__Your goal__. In the records below, find the line that contains "Q: Point out the green" and the line that contains "Query: green maple leaf". Set down exactly those lines and every line between them, and nothing more.

__Exercise inputs__.
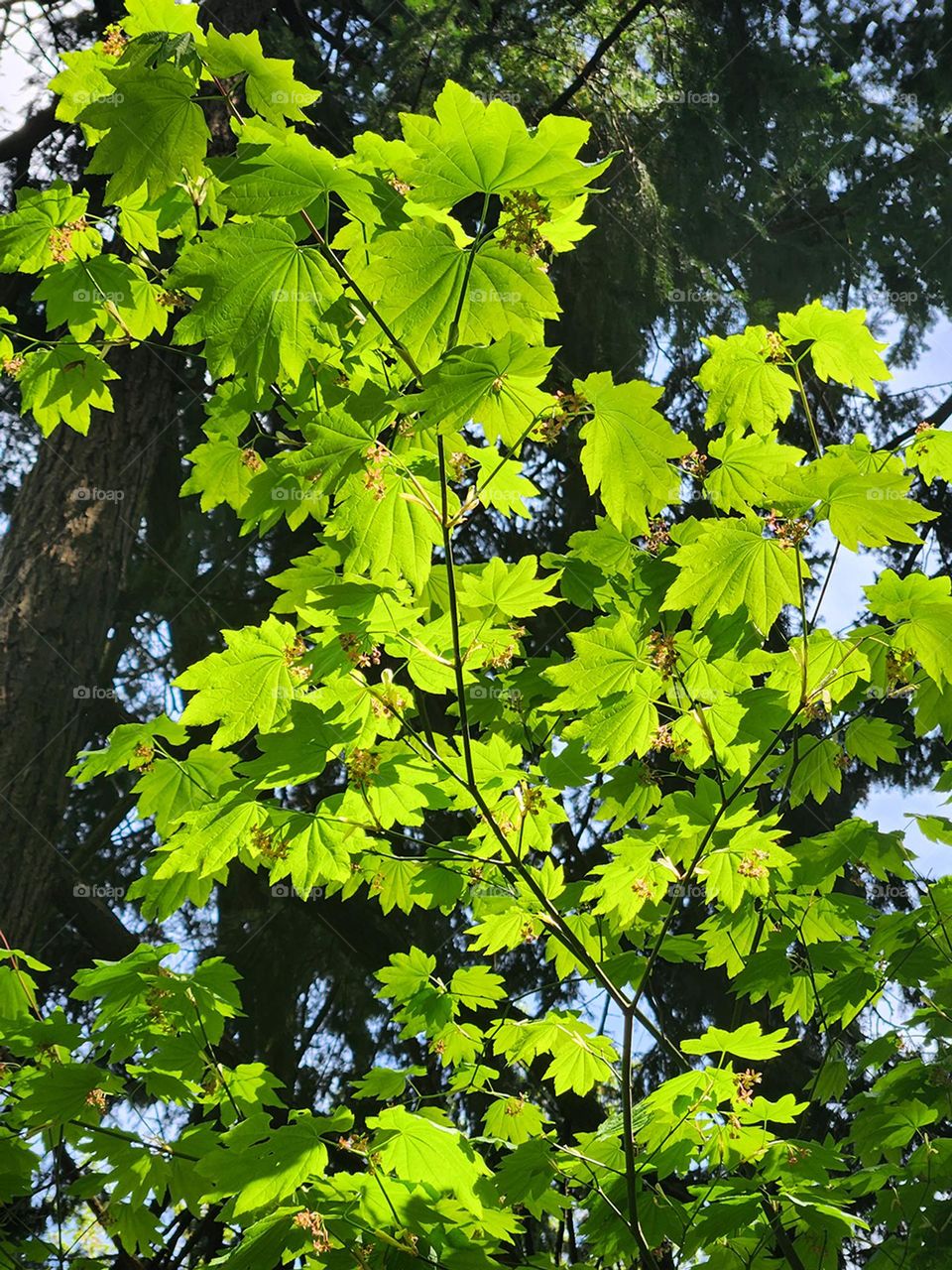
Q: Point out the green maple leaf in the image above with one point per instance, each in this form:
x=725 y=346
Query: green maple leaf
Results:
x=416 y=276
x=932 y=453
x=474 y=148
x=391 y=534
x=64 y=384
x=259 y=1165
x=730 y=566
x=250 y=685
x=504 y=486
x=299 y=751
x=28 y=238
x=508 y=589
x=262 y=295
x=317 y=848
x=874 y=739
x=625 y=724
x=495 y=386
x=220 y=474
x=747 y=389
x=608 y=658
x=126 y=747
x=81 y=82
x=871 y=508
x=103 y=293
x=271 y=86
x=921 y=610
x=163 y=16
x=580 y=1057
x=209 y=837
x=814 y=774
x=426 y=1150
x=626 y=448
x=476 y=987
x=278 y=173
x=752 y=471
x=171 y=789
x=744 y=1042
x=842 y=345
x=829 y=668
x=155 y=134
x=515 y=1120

==

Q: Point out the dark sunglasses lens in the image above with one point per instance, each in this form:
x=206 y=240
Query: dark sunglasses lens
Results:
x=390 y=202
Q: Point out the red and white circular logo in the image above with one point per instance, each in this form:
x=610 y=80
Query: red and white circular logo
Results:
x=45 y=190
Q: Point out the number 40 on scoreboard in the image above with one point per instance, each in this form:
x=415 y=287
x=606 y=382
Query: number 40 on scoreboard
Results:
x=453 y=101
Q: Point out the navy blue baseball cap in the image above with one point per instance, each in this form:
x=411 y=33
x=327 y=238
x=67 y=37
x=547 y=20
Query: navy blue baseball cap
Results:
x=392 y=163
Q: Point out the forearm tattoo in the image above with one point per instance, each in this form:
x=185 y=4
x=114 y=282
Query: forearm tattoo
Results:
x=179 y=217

__Task result__.
Q: Point out the green maple leaf in the image above with one point per instance, each in this form:
x=725 y=346
Query: green maple leaf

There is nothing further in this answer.